Pas Bon - perfect example related to my first post. You compare a dog wearing THREE collars in a video, blah, blah, blah. You really think that's that average, advanced dog of which most speak?

And then - you fail to put any detail into your objective for your dog's desired competency. 

All I heard was you set your sights low and didn't spend much money. That's all fine...but that's a choice, not necessarily a training method and provides zero punch to what one CAN accomplish utilizing many approaches within the life of the dog, based on defined objectives.


----------



## Hoytman (Jun 23, 2003)

Can't even try and give a decent review without people twisting your words.  If you can't see where I said I'm a smartwork user, AND SUPPORTER, then *you really should consider glasses*. The comments on Mr. Milner's approach were honest and as un-biased as can be given I started with a Carr based method.

The other comment I made was that I liked some of what I heard from Mr. Milner. I'm sorry that disturbs you...NOT really. 

You folks go ahead and turn this into a 20 page bash. I'm sure Mr. Milner would enjoy the publicity. I'm gone.


----------



## Pas Bon (Nov 11, 2009)

HNTFSH said:


> You snuck that in but unfortunately ribbons have absolutely nothing to do with it. It is telling however.

## DATA ENTRIES
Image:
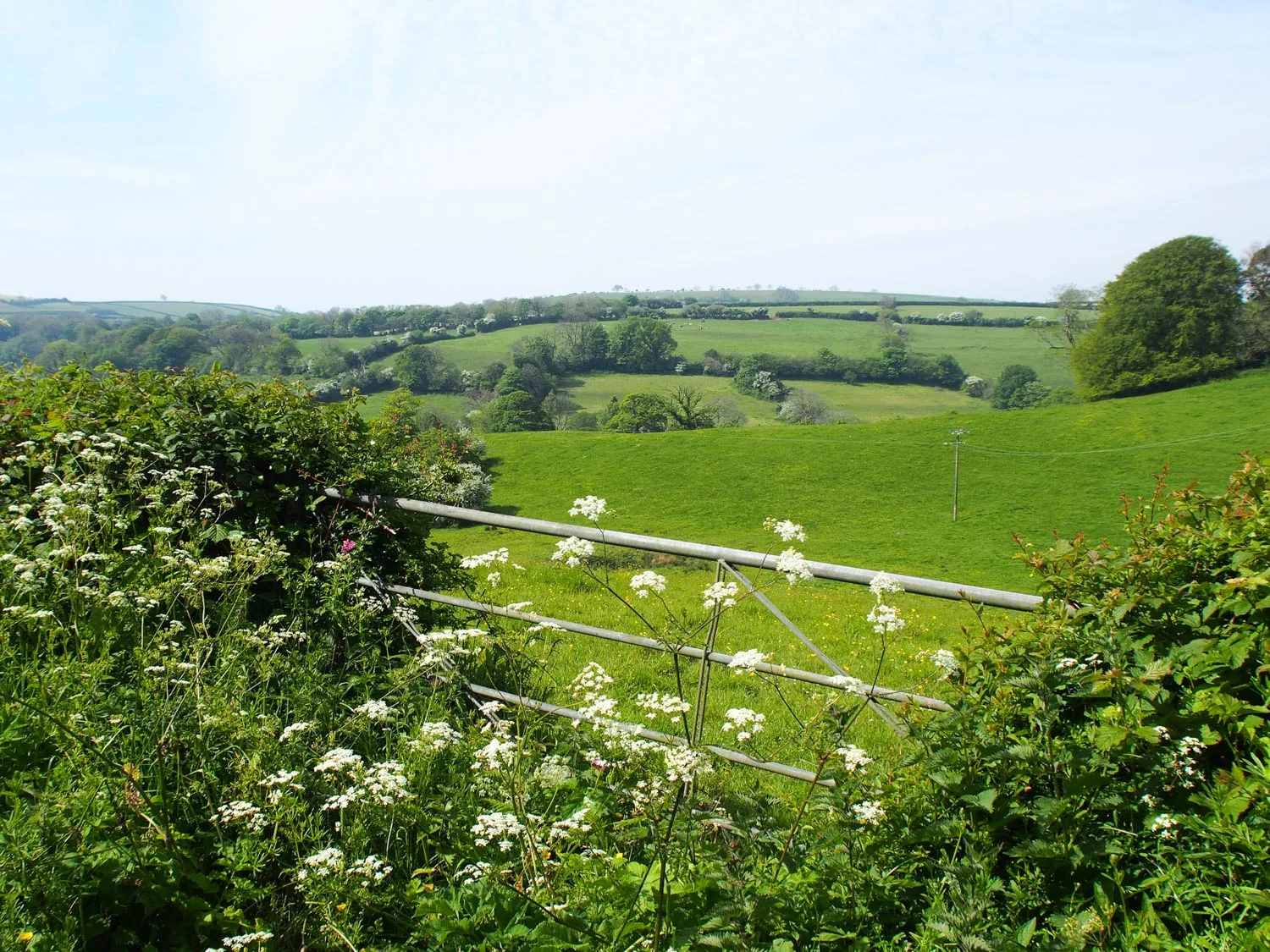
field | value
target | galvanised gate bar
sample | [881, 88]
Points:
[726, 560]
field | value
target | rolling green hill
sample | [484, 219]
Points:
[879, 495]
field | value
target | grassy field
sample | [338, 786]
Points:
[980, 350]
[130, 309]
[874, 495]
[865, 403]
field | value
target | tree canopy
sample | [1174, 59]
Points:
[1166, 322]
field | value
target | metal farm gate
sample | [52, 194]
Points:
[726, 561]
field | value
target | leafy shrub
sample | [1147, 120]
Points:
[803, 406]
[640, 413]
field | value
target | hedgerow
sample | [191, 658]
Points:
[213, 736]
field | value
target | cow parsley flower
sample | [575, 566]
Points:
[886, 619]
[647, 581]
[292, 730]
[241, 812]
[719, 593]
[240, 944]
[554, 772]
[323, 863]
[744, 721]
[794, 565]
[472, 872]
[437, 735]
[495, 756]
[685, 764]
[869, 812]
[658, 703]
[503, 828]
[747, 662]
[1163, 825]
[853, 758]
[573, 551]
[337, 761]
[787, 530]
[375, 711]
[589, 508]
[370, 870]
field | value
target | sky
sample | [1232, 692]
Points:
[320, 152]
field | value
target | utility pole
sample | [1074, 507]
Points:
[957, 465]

## TO-DO LIST
(1) Reproduce the records verbatim from their beginning through the line containing "[1166, 322]", including that line, and omit the pictures.
(2) Write the next part of the forum thread on dog training methods, picking up after its last line.

## RESULTS OF THE TASKS
(1)
Image:
field | value
target | galvanised gate bar
sample | [881, 88]
Points:
[726, 560]
field | value
target | rolling green hill
sample | [484, 219]
Points:
[879, 495]
field | value
target | grassy field
sample | [338, 786]
Points:
[980, 350]
[130, 309]
[874, 495]
[865, 403]
field | value
target | tree canopy
sample | [1174, 59]
Points:
[1166, 322]

(2)
Huh? how did I sneak it in? and how is it telling??

Different strokes for different folks but there is more than one way to train a dog and not everybody is interested in competition.



HNTFSH said:


> Pas Bon - perfect example related to my first post. You compare a dog wearing THREE collars in a video, blah, blah, blah. You really think that's that average, advanced dog of which most speak?


Well it was a well respected trainer in the video...so maybe so? but we may not be understanding each other here.



HNTFSH said:


> And then - you fail to put any detail into your objective for your dog's desired competency.


A solid reliable pleasant gun dog...those are my objectives and so far so good with my dog

as I said

I have produced a well behaved well trained gun dog. He runs marks and blinds reliably, he takes back casts and overs, (no angle backs) I can get him there taking backs lefts and rights it just takes a few more whistles.





HNTFSH said:


> All I heard was you set your sights low and didn't spend much money. That's all fine...but that's a choice, not necessarily a training method and provides zero punch to what one CAN accomplish utilizing many approaches within the life of the dog, based on defined objectives.


Thats a cop out, saying that I set my sights low. I don't think a solid reliable well behaved gun dog is setting my "sights low".
Low Force, Positive Reinforcement training programs like Stewart's and the ones used by the Brits are "programs"


Look, I can't argue nor would I want to with the facts. Advanced FF programs that utilize shock collars and heeling sticks etc etc WORK. Hell there are dogs out there that run like bullets and have such drive and precision that I am absolutely AMAZED.

BUT

If a person desires to own a solid reliable well mannered gun dog that person can get to that objective without Force Fetch, Shock Collars, Heeling Sticks etc etc.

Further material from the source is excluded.